## TASK INPUTS
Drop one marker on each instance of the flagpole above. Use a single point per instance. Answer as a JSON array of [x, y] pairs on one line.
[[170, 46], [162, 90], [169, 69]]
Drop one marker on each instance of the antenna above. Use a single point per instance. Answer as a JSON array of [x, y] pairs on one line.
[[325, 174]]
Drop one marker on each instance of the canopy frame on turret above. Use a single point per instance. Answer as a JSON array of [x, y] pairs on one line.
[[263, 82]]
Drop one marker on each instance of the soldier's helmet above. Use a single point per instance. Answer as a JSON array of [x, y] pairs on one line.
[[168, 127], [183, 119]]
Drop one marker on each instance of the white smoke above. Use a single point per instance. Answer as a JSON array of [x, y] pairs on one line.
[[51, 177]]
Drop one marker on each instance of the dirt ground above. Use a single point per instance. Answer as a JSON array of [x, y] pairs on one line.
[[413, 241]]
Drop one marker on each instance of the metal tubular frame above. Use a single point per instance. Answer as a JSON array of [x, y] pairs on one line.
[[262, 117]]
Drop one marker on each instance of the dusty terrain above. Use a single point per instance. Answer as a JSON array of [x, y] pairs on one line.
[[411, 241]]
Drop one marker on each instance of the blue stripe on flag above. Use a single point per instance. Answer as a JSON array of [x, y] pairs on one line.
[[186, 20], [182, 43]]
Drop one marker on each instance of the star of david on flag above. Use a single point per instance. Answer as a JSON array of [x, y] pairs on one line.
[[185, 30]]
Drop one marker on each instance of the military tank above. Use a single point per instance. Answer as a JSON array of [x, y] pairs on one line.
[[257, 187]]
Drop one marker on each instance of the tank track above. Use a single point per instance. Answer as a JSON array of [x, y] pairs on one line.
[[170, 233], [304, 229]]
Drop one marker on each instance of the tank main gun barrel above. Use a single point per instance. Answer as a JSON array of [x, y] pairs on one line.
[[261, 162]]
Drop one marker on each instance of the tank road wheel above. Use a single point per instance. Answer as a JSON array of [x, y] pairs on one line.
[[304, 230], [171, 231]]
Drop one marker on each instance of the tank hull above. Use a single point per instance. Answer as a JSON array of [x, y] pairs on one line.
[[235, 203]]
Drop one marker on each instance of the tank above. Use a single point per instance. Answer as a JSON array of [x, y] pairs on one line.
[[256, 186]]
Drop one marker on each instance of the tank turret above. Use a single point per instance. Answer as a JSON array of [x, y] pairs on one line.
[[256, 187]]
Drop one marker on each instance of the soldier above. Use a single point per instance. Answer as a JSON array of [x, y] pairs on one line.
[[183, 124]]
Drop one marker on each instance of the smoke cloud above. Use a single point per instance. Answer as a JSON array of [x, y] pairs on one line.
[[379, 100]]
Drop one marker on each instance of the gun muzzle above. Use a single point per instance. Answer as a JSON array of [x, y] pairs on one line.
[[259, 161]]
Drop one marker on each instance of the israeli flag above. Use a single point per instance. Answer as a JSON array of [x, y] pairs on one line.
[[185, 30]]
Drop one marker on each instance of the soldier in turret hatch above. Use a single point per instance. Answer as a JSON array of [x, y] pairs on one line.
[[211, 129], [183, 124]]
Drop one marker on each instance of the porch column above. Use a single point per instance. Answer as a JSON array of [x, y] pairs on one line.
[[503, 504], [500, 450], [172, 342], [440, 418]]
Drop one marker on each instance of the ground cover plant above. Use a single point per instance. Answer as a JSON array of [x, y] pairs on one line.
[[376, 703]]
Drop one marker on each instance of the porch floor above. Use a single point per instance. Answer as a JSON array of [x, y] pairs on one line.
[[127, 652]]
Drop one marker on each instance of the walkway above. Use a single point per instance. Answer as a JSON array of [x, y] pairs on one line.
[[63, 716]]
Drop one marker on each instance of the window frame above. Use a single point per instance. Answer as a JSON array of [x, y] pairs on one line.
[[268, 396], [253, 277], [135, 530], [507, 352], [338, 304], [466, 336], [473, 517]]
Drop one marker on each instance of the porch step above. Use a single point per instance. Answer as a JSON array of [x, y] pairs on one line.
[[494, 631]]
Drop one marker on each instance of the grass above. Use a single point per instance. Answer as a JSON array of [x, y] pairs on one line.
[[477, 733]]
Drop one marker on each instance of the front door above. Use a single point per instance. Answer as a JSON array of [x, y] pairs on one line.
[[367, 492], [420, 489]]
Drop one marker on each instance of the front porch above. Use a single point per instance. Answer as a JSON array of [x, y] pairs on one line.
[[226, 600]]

## JOB
Copy the lines of every record above, word for word.

## OUTPUT FOR THIS EXERCISE
Drop one marker on each instance of the flagpole above. Use a single point per instance. Answer as a JSON array of [x, y] pairs on one line.
[[170, 46], [162, 90], [169, 69]]
Drop one marker on each instance of the antenna above. Use a single point per instance. Answer as a JSON array of [x, y] pairs on one line.
[[325, 174]]
Drop one marker on each instance of the canopy frame on turret above. Use a single point per instance. Answer as a JSON array of [x, y] pairs on one line.
[[263, 82]]
Drop one marker on each instance of the soldier's helmet above. Use a single point per instance. Answer as a JSON array of [x, y] pairs on one line.
[[168, 127], [183, 119]]
Drop one marker on each instance of the white smoke above. Use a single point per instance. Answer as a JSON array of [x, y] pairs on one line.
[[51, 177]]
Drop one marker on each instance of the dirt ground above. Use a single point per instance. Answer as a JSON array of [x, y] pairs on one line.
[[413, 241]]
Drop one marker on each instance of the metal tubular frame above. Use a single point per instance. Answer as a JSON array of [x, y] pairs on one line.
[[262, 117]]
Drop one marker on each instance of the dusty terrain above. Use a single point per instance. Answer as a JSON array of [x, y] pairs on one line.
[[411, 241]]
Drop one marker on each instance of the blue stripe on flag above. Use a single point per instance. Answer as a JSON array of [x, y] pairs on one line.
[[186, 20], [182, 43]]
Drop one marker on each instance of the star of david on flag above. Use a single point per instance. Answer as a JSON array of [x, y] pairs on one line.
[[185, 30]]
Drop one marker on each instance of the military tank above. Use a single point per instance. Answer as a JSON array of [x, y] pairs on one line.
[[257, 187]]
Drop one marker on each instance of the tank track above. Use a single point per instance. Answer as a JSON array of [x, y] pairs on one line.
[[170, 233], [304, 229]]
Drop one marker on each instance of the tank main gun barrel above. Use a single point per instance. Answer as a JSON array of [x, y] pairs on one line.
[[261, 162]]
Drop one marker on each instance of the tank road wheel above. Use a single point per instance. Answer as a JSON array of [x, y] pairs on one line.
[[304, 230], [171, 231]]
Drop one marker on each instance of the tank hull above. Use a single point per instance. Answer as a JSON array of [x, y] pairs on one line.
[[235, 203]]
Drop one marker on each instance of the tank above. Use a single point per instance. Answer as a JSON array of [x, y] pairs on one line.
[[256, 186]]
Drop one marker on each instance of the tank turret above. Use a single point per instance. Answer as a JSON array of [x, y] pairs on one line.
[[256, 187]]
Drop one marker on each instance of the soldier above. Use a single point per instance. Answer as a JSON array of [x, y] pairs on one line.
[[183, 124]]
Drop one marker on each instance of the smoke cloud above. Use a single point per instance. Answer as a JSON array of [x, y] pairs on one line.
[[379, 100]]
Drop one marker on each instance of the gun muzzle above. Use a single point per instance. Answer as a JSON array of [x, y] pairs on one line.
[[259, 161]]
Drop one marker on each instance of the israeli flag above. Use a single point per instance. Answer as a JSON array of [x, y] pairs on one line.
[[185, 30]]
Drop one marker on each instance of the soldier in turret hatch above. Use a single point per instance. Answer as a JSON array of [x, y] pairs on one line.
[[211, 129], [183, 124]]
Drop one marker on each instance of the porch column above. Use a single point per instance. Answer as a JSON array of [x, y] pairs on one line.
[[503, 504], [500, 450], [172, 342], [440, 418]]
Drop one marker on each instance of the ground cover plant above. Use a single point per instance. Answer as a JSON array of [x, y] pairs on one line.
[[376, 703]]
Drop one marker on each instance of the porch floor above. Use a single point per instance. Answer as a JSON array of [x, y] pairs on one line.
[[127, 652]]
Drop one marker on each instance of the walkway above. Use a single point per instance. Answer as a JSON array of [x, y] pairs on one line.
[[63, 716]]
Drop one marker on each instance of the window frame above. Use a single point per instance. Answer as a JSON array of [x, y] pairs on one line.
[[268, 396], [253, 277], [135, 530], [507, 352], [338, 304], [466, 336], [473, 517]]
Drop one marker on each instance of the porch step above. Use a single point per instance. Answer as a JSON array of [x, y] pairs on one line.
[[494, 631]]
Drop one marker on each instance of the grass above. Use a single point per instance. Answer as a JSON array of [x, y] pairs on one line.
[[477, 733]]
Drop one marker on each instance of the front door above. Use a single point per instance. Answer as a JSON array of [x, y] pairs on one line.
[[367, 492], [420, 489]]
Drop one marker on each instance of the front porch above. Use a single point per instance. Answer as a JSON array of [x, y] pairs on one line.
[[226, 600]]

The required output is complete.